* [What this task involves]:
Repeat every line of the listing below word for word, leaving nothing out and changing nothing.
[Supplied records start]
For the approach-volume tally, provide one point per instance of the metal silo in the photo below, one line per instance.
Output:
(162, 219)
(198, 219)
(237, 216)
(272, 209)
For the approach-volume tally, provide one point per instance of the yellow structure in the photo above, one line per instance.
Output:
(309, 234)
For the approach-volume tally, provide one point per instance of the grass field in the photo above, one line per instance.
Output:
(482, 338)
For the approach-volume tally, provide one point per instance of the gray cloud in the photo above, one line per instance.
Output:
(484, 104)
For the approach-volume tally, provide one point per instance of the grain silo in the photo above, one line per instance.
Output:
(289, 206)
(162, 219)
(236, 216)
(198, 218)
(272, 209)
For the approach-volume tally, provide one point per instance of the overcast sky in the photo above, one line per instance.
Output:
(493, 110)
[Supplied records end]
* [Output]:
For the approach-volume tally, provide one point per instance of the metal silo in the photo below, one line per instance.
Output:
(162, 219)
(198, 219)
(237, 216)
(272, 209)
For the approach-volume tally, provide one point per instance of the yellow structure in the photo above, one line per instance.
Output:
(309, 234)
For the approach-volume tally, provide one point per instance of the grass field in the photo above, one line per instance.
Output:
(482, 338)
For the approach-volume tally, provide one point per instance of the gray cloud in the photo above, one line per instance.
Output:
(484, 104)
For the approach-volume tally, provide one point per instance of the grain silo in the photo above, one line per instance.
Output:
(289, 206)
(162, 219)
(236, 216)
(198, 218)
(272, 209)
For the approach-volume tally, provide one point per instance of the overcast sky in the photo above, one line per instance.
Output:
(493, 110)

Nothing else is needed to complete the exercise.